(Region labeling records)
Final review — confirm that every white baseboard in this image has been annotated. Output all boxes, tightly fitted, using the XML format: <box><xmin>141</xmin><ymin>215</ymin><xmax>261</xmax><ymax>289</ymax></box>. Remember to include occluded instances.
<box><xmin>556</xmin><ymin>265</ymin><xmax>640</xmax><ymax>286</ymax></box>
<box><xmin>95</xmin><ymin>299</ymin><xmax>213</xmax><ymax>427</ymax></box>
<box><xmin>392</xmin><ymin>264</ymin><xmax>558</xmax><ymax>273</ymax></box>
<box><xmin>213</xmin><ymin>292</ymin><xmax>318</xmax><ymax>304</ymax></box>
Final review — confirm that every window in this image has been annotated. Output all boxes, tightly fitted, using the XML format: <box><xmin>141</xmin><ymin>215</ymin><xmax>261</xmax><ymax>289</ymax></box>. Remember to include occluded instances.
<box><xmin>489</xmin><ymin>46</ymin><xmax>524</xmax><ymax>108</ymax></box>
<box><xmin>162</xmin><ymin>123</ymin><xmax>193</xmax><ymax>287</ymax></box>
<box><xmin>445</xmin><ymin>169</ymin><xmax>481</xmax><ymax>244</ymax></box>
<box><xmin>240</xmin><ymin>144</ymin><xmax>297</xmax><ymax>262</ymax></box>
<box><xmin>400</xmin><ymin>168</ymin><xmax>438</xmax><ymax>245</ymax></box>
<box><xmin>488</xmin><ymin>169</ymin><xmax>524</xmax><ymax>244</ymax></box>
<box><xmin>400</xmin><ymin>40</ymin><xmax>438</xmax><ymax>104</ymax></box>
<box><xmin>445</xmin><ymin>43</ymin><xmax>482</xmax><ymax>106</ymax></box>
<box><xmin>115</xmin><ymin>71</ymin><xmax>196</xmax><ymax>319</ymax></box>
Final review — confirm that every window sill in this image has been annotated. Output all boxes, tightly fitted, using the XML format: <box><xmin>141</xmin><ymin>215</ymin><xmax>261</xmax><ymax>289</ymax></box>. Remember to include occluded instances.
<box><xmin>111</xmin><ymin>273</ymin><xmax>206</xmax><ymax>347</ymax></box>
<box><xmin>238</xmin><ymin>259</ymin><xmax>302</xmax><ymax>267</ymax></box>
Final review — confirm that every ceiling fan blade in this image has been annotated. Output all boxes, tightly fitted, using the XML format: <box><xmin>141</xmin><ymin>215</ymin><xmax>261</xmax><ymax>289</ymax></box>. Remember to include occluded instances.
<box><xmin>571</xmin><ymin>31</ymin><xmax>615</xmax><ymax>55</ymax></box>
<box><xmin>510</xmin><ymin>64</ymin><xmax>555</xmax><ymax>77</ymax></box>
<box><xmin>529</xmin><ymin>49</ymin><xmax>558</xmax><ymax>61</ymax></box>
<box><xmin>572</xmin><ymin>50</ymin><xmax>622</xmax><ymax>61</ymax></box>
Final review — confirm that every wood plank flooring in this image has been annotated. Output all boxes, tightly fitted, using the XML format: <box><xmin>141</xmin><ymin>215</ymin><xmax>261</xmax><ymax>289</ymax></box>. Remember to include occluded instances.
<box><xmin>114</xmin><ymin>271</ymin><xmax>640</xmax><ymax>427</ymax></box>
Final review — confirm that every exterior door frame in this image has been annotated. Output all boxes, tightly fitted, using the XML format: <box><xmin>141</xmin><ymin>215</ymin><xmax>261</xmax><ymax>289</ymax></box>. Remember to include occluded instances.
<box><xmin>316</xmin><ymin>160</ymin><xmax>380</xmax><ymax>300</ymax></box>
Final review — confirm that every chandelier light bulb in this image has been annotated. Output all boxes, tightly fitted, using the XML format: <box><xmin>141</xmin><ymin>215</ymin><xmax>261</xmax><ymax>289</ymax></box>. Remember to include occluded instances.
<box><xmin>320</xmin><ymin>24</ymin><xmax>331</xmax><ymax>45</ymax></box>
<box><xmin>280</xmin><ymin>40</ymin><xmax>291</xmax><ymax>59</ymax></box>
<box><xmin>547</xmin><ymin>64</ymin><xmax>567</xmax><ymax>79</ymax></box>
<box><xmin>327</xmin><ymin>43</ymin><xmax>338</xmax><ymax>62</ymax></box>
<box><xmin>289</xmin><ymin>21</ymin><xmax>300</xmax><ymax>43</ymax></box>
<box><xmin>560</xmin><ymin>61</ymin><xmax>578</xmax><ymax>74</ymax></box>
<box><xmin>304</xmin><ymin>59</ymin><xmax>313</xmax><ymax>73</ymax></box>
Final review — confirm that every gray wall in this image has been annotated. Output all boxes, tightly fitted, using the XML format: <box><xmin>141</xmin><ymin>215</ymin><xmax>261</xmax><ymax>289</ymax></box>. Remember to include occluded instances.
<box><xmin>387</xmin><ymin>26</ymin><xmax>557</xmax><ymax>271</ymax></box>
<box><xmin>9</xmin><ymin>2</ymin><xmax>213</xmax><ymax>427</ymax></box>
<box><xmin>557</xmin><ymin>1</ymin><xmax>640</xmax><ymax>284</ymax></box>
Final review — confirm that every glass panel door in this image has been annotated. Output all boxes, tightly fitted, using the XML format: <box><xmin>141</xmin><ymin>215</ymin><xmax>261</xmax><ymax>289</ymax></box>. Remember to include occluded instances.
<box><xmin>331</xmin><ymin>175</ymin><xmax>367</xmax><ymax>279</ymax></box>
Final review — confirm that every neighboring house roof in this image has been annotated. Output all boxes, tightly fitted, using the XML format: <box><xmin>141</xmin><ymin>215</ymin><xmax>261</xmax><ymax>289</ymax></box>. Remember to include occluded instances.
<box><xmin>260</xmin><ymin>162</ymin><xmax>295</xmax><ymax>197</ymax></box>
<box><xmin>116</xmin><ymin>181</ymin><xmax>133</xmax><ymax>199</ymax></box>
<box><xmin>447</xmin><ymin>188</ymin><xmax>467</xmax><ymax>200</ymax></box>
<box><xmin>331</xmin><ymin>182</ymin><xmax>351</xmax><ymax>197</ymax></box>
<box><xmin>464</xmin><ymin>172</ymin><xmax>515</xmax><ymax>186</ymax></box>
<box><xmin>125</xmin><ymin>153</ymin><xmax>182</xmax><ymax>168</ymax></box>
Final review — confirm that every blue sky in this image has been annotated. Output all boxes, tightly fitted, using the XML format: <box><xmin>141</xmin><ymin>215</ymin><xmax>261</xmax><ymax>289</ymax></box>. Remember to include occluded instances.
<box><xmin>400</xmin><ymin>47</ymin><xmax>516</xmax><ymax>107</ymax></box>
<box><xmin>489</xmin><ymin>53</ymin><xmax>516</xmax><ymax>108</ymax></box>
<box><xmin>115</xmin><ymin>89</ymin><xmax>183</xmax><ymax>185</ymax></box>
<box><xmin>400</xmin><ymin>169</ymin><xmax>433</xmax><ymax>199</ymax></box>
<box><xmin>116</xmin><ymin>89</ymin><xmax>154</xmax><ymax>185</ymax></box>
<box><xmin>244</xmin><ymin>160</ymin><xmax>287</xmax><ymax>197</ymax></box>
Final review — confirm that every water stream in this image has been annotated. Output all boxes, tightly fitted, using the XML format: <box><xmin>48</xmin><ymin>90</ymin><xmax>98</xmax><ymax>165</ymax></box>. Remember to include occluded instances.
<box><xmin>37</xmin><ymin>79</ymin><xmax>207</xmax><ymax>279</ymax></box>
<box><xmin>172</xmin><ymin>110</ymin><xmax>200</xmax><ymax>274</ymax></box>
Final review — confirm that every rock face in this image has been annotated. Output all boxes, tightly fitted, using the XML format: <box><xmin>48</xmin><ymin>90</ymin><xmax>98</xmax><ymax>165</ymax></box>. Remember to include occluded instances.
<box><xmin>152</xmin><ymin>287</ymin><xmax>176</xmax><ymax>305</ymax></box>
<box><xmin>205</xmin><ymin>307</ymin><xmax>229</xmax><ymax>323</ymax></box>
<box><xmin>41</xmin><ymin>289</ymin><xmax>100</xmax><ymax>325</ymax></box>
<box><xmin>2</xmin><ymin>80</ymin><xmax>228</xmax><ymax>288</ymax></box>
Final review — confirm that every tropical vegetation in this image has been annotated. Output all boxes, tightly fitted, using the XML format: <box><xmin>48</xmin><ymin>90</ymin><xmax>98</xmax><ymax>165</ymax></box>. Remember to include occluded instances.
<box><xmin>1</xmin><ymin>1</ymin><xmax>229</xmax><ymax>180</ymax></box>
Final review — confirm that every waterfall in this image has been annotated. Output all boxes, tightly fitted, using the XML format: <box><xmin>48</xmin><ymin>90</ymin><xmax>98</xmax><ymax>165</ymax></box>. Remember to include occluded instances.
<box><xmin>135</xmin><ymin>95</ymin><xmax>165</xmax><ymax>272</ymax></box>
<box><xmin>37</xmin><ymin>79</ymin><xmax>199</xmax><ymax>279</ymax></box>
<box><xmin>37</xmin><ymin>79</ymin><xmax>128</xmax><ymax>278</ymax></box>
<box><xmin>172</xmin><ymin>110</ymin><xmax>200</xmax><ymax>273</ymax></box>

> _SHORT TASK_: Pull out every line above that contains the word "door", treating uppercase and lowercase as different.

> _REPLY TO THE TASK_:
Final review — confirm that every exterior door frame in this image has been annotated. Output all boxes, tightly fitted, using the XML format: <box><xmin>141</xmin><ymin>215</ymin><xmax>261</xmax><ymax>289</ymax></box>. Remember to include occluded instances.
Final review — confirm that every glass panel door in this image has been annotated. Output all boxes, tightly fitted, using the XML format: <box><xmin>141</xmin><ymin>215</ymin><xmax>261</xmax><ymax>289</ymax></box>. Remember to include occluded instances.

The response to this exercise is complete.